Scan the lines below; pull out those with "jacket".

>>>

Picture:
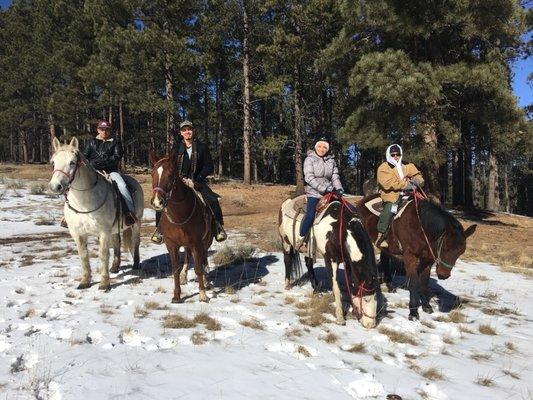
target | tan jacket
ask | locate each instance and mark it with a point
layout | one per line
(389, 182)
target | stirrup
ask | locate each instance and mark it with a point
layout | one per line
(157, 237)
(221, 233)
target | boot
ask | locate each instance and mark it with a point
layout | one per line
(157, 237)
(221, 233)
(380, 241)
(130, 219)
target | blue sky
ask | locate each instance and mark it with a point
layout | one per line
(521, 68)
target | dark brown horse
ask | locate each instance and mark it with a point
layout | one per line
(185, 221)
(424, 234)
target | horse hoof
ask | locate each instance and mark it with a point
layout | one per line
(428, 309)
(84, 285)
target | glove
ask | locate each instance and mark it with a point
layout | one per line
(188, 182)
(410, 187)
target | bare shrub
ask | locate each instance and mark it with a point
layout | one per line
(177, 321)
(198, 338)
(253, 323)
(210, 323)
(396, 336)
(357, 348)
(487, 330)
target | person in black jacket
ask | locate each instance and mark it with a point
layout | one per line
(104, 153)
(194, 165)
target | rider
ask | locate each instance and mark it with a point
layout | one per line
(104, 153)
(194, 165)
(394, 177)
(321, 176)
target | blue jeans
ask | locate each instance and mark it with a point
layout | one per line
(309, 215)
(116, 177)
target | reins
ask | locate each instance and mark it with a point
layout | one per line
(361, 287)
(419, 194)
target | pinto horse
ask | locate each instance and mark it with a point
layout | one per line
(340, 238)
(424, 234)
(185, 221)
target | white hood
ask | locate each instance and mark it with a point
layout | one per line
(392, 161)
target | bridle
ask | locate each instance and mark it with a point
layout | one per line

<<<

* [Expected answer]
target | tan jacket
target | person in black jacket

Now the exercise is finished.